◆ TEXT EXCERPT

<<<<

Re: The D Programming Language

From:
"James Kanze" <james.kanze@gmail.com>
Newsgroups:
comp.lang.c++.moderated
Date:
5 Dec 2006 06:14:33 -0500
Message-ID:
<1165307448.674844.218480@n67g2000cwd.googlegroups.com>
David Abrahams wrote:

"Andrei Alexandrescu (See Website For Email)"
<SeeWebsiteForEmail@erdani.org> writes:

David Abrahams wrote:

"Andrei Alexandrescu (See Website For Email)"

That said, even in a system with no undefined behavior, we have no
idea what the value of x (or anything else in our program) is after a
programming error, so the ability to continue on with the program
executing the instructions you thought you were giving it originally
is not as valuable as it might at first seem.


It's not "anything else in our program". It's "anything else in our
program that was affected by x"


No, not at all. Re-read the scenario; "x" didn't necessarily have
anything to do with the programming error. From a practical point of
view, by the time your internal checks/assertions have detected that
there's been a programming error by inspecting some piece of program
state (call it Z), you have no idea how far the damage has spread.
That is, the program's own guarantees are out the window.


I disagree. As I explained before: in Java bugs can be made modular in
ways that are not possible in C++, because you have true memory
isolation between objects.

>>>>

◆ STATED TASK A
According to the newsgroup post's final paragraph, what does Java have between objects that C++ does not?

◆ Stored data entries
<<<<

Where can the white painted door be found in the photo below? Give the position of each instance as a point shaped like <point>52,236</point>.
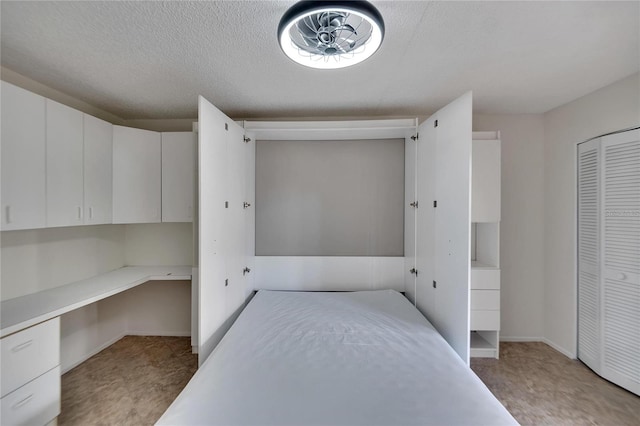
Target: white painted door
<point>23,159</point>
<point>589,340</point>
<point>213,130</point>
<point>136,175</point>
<point>410,213</point>
<point>453,223</point>
<point>98,169</point>
<point>178,176</point>
<point>235,217</point>
<point>425,220</point>
<point>620,293</point>
<point>250,213</point>
<point>65,185</point>
<point>444,229</point>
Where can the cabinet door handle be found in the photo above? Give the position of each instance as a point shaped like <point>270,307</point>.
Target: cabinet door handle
<point>22,402</point>
<point>22,346</point>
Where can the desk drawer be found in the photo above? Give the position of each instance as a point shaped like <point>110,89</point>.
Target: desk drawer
<point>36,403</point>
<point>485,320</point>
<point>28,354</point>
<point>485,279</point>
<point>485,300</point>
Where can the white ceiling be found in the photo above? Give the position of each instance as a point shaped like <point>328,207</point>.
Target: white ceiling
<point>152,59</point>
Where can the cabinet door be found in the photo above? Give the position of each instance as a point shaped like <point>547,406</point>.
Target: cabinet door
<point>485,181</point>
<point>213,129</point>
<point>98,152</point>
<point>178,175</point>
<point>235,218</point>
<point>136,175</point>
<point>23,159</point>
<point>64,165</point>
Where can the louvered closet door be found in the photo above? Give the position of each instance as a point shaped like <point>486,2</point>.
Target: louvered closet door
<point>589,345</point>
<point>621,266</point>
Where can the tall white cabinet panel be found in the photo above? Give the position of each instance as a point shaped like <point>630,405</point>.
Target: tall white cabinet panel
<point>609,257</point>
<point>137,175</point>
<point>425,217</point>
<point>65,204</point>
<point>443,222</point>
<point>235,218</point>
<point>212,250</point>
<point>485,249</point>
<point>178,176</point>
<point>23,159</point>
<point>250,214</point>
<point>98,157</point>
<point>410,213</point>
<point>225,162</point>
<point>485,182</point>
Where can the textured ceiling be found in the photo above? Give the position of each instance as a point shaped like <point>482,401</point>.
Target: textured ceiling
<point>152,59</point>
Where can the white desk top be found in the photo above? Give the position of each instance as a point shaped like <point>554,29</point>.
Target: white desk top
<point>25,311</point>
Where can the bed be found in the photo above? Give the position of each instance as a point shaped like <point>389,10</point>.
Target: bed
<point>349,358</point>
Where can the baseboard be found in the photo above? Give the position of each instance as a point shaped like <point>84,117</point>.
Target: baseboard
<point>156,333</point>
<point>560,349</point>
<point>95,351</point>
<point>520,339</point>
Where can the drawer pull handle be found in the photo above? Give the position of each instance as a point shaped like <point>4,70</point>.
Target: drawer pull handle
<point>22,346</point>
<point>23,402</point>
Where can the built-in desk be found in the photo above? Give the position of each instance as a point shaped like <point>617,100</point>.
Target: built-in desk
<point>30,344</point>
<point>25,311</point>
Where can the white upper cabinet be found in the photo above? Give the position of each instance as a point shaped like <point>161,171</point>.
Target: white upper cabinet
<point>64,165</point>
<point>23,159</point>
<point>137,175</point>
<point>178,176</point>
<point>485,181</point>
<point>98,152</point>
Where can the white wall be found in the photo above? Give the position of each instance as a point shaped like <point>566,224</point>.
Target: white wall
<point>158,244</point>
<point>522,227</point>
<point>611,108</point>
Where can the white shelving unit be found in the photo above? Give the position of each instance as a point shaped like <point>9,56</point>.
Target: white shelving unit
<point>485,245</point>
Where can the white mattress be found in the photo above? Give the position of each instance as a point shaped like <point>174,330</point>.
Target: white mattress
<point>362,358</point>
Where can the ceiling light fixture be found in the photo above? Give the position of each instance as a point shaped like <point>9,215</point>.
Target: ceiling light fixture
<point>330,34</point>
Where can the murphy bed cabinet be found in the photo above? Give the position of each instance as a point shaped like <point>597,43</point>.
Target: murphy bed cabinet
<point>485,245</point>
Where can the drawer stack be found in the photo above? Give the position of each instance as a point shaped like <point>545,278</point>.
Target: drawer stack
<point>485,299</point>
<point>30,381</point>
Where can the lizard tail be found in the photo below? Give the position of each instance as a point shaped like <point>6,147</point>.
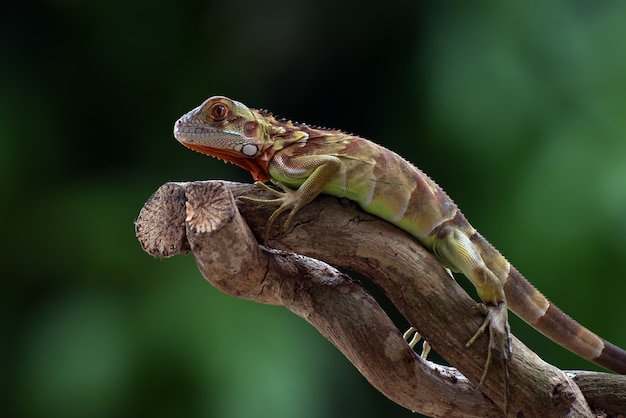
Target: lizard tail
<point>533,307</point>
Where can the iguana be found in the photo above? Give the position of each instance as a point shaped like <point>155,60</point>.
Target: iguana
<point>304,161</point>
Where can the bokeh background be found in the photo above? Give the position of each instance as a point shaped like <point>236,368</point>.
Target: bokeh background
<point>516,108</point>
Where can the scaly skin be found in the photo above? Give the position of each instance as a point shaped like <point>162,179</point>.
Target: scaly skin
<point>305,161</point>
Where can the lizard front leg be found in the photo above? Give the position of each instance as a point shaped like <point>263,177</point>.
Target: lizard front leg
<point>457,251</point>
<point>311,172</point>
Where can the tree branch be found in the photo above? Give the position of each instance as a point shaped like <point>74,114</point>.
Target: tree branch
<point>202,217</point>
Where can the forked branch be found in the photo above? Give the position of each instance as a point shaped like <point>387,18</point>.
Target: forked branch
<point>202,217</point>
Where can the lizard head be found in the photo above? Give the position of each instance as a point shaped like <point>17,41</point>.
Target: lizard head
<point>228,130</point>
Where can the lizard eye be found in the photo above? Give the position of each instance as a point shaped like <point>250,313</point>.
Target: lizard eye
<point>218,112</point>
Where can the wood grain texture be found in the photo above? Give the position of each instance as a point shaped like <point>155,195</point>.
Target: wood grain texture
<point>228,255</point>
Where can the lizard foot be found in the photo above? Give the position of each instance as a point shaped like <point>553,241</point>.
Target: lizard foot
<point>286,200</point>
<point>412,337</point>
<point>496,319</point>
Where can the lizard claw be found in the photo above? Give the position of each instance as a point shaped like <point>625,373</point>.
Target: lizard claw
<point>287,199</point>
<point>496,319</point>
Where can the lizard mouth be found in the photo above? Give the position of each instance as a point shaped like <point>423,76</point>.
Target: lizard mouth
<point>253,165</point>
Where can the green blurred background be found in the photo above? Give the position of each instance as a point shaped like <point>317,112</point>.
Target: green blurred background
<point>516,108</point>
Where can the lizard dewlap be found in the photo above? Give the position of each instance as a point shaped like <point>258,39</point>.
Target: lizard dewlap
<point>305,161</point>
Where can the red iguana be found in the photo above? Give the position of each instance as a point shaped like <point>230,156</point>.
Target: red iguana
<point>305,161</point>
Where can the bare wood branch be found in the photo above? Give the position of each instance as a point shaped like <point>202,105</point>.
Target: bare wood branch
<point>413,280</point>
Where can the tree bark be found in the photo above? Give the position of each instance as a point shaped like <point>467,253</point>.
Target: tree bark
<point>202,217</point>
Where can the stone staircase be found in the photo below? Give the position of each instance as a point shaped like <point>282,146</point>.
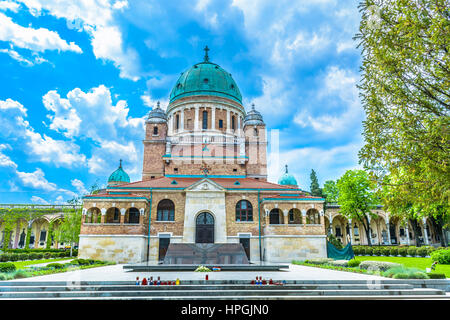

>>>>

◆ STATED TASK B
Lay out the records as a Markdown table with the columns Row and Line, beginning with the line that contains "Where can the tree bark" and continuing through the end of the records. Omit blank lines and leave the pictures out.

◆ WRITTEN SOLUTION A
True memory isolation between objects.

◆ WRITTEN SOLUTION B
| Row | Line |
|---|---|
| 1 | Where can the tree bark be found in the photo above? Give the position of each instance as a point shaped like <point>467,253</point>. |
| 2 | Target: tree bark |
| 3 | <point>202,217</point> |
| 4 | Where can the stone staircase be found in the photo below? Give the position of each instance as a point shaped like <point>282,146</point>. |